Problem details: Using the records below, reproduce exactly the lines from the one containing "burning building, place" through the end, and nothing more; skip the images.

Stored rows:
-- BEGIN --

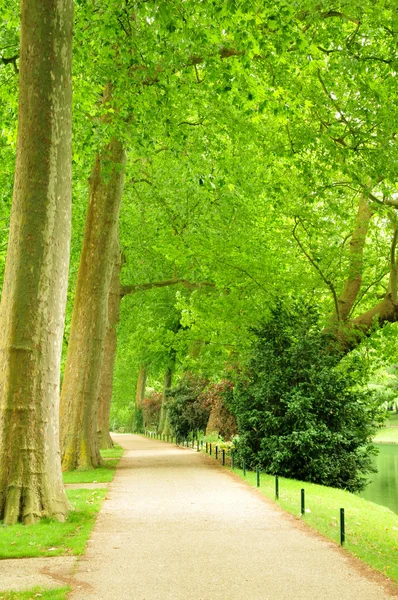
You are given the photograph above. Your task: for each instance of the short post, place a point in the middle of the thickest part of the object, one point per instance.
(342, 527)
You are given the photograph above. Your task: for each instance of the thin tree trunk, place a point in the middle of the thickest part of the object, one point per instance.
(32, 308)
(164, 424)
(80, 390)
(105, 395)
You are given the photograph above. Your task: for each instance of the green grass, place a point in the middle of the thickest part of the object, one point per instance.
(51, 538)
(371, 530)
(57, 594)
(389, 433)
(103, 474)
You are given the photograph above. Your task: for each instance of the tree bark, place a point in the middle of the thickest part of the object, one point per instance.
(353, 282)
(106, 385)
(80, 390)
(141, 385)
(33, 302)
(164, 424)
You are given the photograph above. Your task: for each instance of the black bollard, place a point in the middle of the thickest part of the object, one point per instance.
(342, 527)
(302, 502)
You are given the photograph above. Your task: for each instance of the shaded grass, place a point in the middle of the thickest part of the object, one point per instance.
(103, 474)
(57, 594)
(51, 538)
(371, 529)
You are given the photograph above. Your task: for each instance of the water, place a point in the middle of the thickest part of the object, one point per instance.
(383, 488)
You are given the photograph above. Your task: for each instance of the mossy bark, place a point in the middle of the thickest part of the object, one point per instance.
(106, 385)
(81, 386)
(164, 421)
(33, 301)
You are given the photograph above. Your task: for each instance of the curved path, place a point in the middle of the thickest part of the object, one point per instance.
(178, 527)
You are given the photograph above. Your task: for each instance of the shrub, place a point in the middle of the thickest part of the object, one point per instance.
(221, 420)
(151, 406)
(300, 412)
(188, 411)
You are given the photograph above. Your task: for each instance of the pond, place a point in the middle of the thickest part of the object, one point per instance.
(383, 488)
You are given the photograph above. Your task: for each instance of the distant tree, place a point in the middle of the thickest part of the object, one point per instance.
(302, 413)
(33, 299)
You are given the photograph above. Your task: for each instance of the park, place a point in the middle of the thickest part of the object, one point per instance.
(199, 299)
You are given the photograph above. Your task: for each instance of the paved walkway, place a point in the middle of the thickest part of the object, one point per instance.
(178, 527)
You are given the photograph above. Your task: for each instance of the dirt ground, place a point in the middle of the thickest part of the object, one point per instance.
(176, 526)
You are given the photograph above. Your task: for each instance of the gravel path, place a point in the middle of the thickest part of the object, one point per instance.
(178, 527)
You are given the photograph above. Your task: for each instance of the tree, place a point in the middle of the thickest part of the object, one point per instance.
(34, 292)
(301, 412)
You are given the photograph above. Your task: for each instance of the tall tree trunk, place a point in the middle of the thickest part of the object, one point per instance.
(164, 423)
(105, 395)
(141, 385)
(32, 308)
(80, 390)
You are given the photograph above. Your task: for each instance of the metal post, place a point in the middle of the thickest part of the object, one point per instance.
(342, 527)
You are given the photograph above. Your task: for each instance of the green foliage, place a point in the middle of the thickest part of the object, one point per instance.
(301, 413)
(188, 412)
(51, 538)
(101, 474)
(151, 406)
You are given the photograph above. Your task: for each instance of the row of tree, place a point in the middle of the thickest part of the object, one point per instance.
(253, 147)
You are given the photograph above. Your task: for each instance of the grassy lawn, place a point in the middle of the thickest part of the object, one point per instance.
(51, 538)
(371, 530)
(103, 474)
(389, 433)
(58, 594)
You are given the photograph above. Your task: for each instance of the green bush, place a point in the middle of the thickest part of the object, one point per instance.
(301, 410)
(188, 410)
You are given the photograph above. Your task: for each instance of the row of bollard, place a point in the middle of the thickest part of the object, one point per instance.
(209, 450)
(258, 482)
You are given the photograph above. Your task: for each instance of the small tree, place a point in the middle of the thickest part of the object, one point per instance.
(187, 408)
(302, 413)
(151, 406)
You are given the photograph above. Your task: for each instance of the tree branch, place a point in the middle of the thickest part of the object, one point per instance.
(357, 243)
(12, 60)
(316, 267)
(133, 289)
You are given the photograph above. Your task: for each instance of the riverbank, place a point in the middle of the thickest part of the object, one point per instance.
(389, 433)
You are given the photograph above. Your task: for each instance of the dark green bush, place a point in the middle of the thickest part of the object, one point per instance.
(188, 411)
(301, 410)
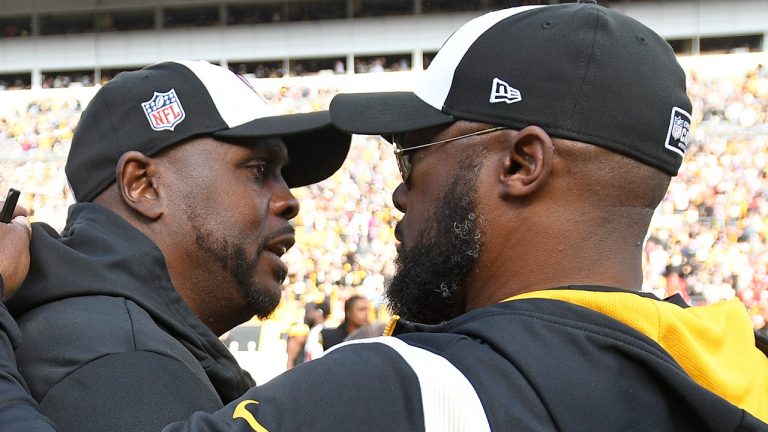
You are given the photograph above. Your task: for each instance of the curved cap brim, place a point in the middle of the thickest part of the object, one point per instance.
(315, 147)
(384, 113)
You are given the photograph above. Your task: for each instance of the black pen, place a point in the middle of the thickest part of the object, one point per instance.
(9, 206)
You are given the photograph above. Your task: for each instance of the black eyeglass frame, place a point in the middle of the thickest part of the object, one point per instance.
(404, 160)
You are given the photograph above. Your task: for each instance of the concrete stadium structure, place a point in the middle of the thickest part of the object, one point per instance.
(38, 41)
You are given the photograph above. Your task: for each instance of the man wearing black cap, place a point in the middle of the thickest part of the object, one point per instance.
(532, 160)
(182, 177)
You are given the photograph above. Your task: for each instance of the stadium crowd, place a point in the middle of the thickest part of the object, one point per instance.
(709, 238)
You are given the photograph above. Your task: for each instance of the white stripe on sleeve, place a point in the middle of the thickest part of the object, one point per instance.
(450, 402)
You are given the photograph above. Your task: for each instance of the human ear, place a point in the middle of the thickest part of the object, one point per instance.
(527, 162)
(137, 184)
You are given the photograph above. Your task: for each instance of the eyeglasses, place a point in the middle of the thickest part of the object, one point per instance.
(404, 159)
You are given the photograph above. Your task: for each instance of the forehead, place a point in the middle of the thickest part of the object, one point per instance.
(272, 146)
(420, 136)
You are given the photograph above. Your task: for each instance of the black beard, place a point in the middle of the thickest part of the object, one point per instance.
(430, 273)
(233, 258)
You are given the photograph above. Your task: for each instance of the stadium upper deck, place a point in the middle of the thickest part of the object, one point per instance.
(81, 42)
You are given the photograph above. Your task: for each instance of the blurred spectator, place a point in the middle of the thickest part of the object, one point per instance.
(356, 312)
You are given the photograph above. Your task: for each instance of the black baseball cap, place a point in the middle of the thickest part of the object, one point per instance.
(580, 71)
(152, 109)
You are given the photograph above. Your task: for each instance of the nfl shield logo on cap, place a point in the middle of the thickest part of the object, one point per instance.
(164, 111)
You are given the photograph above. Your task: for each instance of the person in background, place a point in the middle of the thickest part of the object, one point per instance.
(356, 315)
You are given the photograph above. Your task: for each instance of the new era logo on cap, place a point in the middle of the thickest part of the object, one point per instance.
(164, 110)
(503, 92)
(679, 131)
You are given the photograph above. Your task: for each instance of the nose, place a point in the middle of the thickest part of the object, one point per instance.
(284, 204)
(400, 198)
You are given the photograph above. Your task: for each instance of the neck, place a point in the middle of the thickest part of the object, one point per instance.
(537, 255)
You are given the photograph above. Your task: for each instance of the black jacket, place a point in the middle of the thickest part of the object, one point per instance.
(108, 344)
(549, 363)
(530, 364)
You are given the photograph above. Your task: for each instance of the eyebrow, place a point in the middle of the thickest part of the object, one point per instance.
(273, 147)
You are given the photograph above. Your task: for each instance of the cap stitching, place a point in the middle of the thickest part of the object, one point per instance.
(586, 69)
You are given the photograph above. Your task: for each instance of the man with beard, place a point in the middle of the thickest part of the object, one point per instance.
(532, 158)
(181, 174)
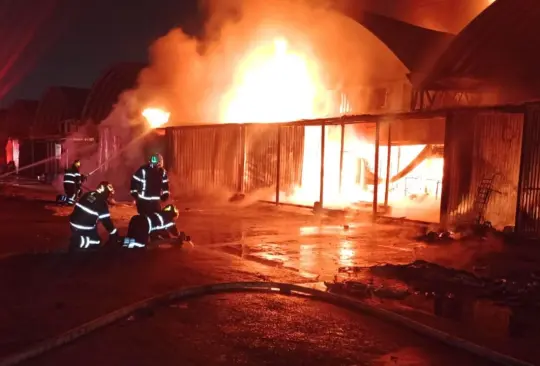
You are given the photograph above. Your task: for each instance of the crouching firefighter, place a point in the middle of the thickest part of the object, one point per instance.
(141, 228)
(91, 208)
(73, 181)
(149, 185)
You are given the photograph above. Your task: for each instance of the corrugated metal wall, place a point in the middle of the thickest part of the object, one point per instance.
(204, 158)
(480, 145)
(528, 220)
(291, 156)
(235, 158)
(261, 156)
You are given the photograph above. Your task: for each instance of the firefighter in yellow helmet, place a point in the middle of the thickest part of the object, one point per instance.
(141, 227)
(150, 185)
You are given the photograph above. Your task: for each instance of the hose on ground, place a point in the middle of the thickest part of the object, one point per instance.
(267, 287)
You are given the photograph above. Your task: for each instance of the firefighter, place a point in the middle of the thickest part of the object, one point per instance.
(73, 181)
(141, 227)
(91, 208)
(149, 185)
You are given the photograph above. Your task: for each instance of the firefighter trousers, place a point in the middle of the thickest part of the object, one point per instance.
(84, 239)
(137, 235)
(72, 193)
(148, 207)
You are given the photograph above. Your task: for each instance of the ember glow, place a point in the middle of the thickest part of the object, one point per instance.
(156, 117)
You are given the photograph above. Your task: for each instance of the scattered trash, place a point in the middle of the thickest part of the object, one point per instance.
(365, 290)
(521, 289)
(440, 237)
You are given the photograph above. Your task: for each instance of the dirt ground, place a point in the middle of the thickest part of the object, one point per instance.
(48, 293)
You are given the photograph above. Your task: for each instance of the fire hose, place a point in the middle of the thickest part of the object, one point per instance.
(265, 287)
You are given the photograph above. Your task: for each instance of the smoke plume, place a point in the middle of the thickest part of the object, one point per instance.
(194, 78)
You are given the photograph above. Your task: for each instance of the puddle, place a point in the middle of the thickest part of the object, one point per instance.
(498, 308)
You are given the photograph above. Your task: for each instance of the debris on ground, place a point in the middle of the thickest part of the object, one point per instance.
(519, 289)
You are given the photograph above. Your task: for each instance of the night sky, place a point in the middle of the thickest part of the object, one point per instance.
(70, 42)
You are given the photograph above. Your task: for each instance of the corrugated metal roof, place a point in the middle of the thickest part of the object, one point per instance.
(499, 48)
(416, 47)
(106, 90)
(57, 104)
(20, 117)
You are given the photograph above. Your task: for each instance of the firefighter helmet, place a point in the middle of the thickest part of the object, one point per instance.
(157, 160)
(105, 188)
(171, 208)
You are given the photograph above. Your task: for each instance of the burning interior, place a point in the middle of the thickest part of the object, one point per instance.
(270, 66)
(409, 169)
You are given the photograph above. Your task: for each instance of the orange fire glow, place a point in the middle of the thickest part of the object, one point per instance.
(275, 83)
(156, 117)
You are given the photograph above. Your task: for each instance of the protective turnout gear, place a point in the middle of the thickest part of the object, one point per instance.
(141, 227)
(72, 184)
(149, 185)
(91, 208)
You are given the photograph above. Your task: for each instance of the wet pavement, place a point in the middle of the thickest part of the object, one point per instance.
(284, 244)
(254, 329)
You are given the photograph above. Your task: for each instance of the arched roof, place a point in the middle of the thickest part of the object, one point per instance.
(416, 47)
(57, 104)
(500, 47)
(106, 90)
(20, 117)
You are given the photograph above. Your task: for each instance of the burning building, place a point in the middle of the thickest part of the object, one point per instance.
(272, 66)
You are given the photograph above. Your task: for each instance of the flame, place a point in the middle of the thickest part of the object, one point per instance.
(274, 84)
(156, 117)
(416, 195)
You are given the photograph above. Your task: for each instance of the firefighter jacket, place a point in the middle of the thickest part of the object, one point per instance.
(91, 208)
(161, 221)
(72, 176)
(149, 183)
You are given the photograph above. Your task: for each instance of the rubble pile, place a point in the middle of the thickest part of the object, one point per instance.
(398, 281)
(521, 289)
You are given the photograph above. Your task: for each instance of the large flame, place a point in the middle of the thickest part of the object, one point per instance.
(156, 117)
(274, 84)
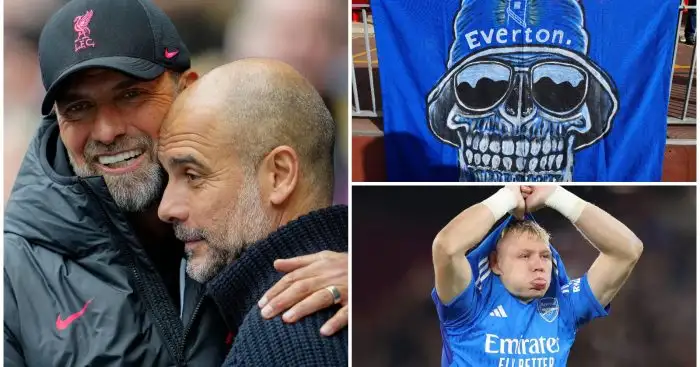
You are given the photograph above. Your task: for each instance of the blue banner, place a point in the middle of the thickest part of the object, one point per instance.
(525, 90)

-- END --

Task output:
You are given the photograph above. Your task: for each instance of the burning building, place a point in the middle of the thickest part of the object, one point per instance.
(272, 66)
You are given the photograph above. Your task: for each instance of the flame, place a point in the middle of the thickest part of the object, one point per instance.
(274, 84)
(156, 117)
(416, 195)
You are given the photograph above. Your task: for each instance of the firefighter jacket, place a point in the middle of the thickest part of the object, one point per instance.
(91, 208)
(161, 221)
(72, 176)
(149, 183)
You are given the photograph above. Your task: for each instance of the rubble pile, place a point in the middle of the thickest part of the object, one point per instance.
(398, 281)
(521, 289)
You are given the photograph above. Your task: for each instance of the large flame, place a point in the middle of the thickest part of the object, one point per instance.
(156, 117)
(274, 84)
You are given the photograph above. Your task: for each instance of the blue banner, place a point in the middle of the thickest part of the object, one point per instance.
(525, 90)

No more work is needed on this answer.